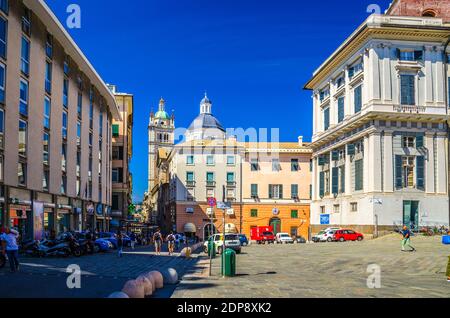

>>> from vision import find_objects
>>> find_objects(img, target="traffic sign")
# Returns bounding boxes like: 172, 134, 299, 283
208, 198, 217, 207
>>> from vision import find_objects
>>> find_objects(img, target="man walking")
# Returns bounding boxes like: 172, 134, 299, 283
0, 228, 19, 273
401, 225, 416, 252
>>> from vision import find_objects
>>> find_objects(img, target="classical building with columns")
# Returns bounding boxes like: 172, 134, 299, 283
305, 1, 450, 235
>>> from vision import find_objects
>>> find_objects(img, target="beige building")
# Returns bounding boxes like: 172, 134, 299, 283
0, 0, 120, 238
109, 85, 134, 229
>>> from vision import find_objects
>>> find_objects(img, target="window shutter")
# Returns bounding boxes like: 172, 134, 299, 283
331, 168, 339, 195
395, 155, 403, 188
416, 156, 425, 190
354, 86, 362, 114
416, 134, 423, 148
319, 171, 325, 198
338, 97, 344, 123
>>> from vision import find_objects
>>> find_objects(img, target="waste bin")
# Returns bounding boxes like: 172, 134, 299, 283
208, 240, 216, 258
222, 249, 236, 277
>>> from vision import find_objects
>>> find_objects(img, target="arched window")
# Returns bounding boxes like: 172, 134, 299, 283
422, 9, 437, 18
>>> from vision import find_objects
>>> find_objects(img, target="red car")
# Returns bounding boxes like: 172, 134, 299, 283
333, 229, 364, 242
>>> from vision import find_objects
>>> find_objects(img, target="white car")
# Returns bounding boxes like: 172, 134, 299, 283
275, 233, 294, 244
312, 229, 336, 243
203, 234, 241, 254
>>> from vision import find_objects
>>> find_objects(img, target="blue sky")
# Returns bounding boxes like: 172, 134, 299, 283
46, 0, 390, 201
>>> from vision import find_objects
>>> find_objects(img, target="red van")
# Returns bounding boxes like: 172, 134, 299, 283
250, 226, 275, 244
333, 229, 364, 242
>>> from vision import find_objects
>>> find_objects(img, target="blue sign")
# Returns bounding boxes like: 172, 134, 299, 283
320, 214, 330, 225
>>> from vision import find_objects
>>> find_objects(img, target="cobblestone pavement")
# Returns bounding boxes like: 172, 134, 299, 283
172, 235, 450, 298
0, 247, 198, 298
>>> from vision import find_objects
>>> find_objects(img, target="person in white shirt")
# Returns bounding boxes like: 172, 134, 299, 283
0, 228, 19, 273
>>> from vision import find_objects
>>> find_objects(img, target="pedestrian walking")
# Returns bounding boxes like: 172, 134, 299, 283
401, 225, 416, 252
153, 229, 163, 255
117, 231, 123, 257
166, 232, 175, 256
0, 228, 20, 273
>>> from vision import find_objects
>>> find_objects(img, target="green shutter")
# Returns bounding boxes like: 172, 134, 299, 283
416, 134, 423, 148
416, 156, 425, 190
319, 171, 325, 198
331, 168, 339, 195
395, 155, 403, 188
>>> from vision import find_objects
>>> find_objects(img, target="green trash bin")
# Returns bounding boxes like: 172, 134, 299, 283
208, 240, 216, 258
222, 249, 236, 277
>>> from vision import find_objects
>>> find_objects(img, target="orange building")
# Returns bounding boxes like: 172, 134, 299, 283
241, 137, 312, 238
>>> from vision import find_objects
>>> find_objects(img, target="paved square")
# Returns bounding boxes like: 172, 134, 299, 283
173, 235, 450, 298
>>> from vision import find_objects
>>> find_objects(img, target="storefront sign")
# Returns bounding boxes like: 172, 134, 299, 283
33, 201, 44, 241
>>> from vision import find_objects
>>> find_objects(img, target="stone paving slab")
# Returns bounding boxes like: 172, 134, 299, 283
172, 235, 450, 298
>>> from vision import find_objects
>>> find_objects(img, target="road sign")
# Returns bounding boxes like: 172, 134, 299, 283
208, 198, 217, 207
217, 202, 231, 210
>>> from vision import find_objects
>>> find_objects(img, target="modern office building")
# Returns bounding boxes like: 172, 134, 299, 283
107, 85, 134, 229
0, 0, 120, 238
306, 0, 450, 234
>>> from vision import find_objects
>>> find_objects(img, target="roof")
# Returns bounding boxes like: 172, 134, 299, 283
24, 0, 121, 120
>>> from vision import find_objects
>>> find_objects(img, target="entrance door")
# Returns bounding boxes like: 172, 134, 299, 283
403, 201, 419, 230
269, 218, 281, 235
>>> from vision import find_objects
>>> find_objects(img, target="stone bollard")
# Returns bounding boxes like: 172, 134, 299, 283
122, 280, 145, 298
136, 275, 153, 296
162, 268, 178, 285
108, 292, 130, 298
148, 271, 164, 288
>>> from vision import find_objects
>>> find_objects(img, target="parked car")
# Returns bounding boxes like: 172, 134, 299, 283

-.-.-

=== WAT JE DOET ===
Kun je alle regels in het stuk van het begin van de gegevens tot en met de regel met "305, 1, 450, 235" opnieuw weergeven, met 149 opgeteld bij elk getal in de gevonden kadercoördinaten? Laat de voorbeeldwaarden in de commentaarregels ongewijzigd en laat de afbeeldingen weg.

=== UITVOER ===
>>> from vision import find_objects
>>> find_objects(img, target="traffic sign")
# Returns bounding boxes like: 172, 134, 299, 283
357, 347, 366, 356
>>> from vision import find_objects
>>> find_objects(img, target="man walking")
# Returns bounding boxes like: 172, 134, 299, 283
149, 377, 168, 422
550, 374, 565, 401
>>> from vision import find_objects
>>> find_objects(img, target="classical building with columns")
# Returns bounding boxes like: 172, 134, 299, 283
454, 150, 599, 384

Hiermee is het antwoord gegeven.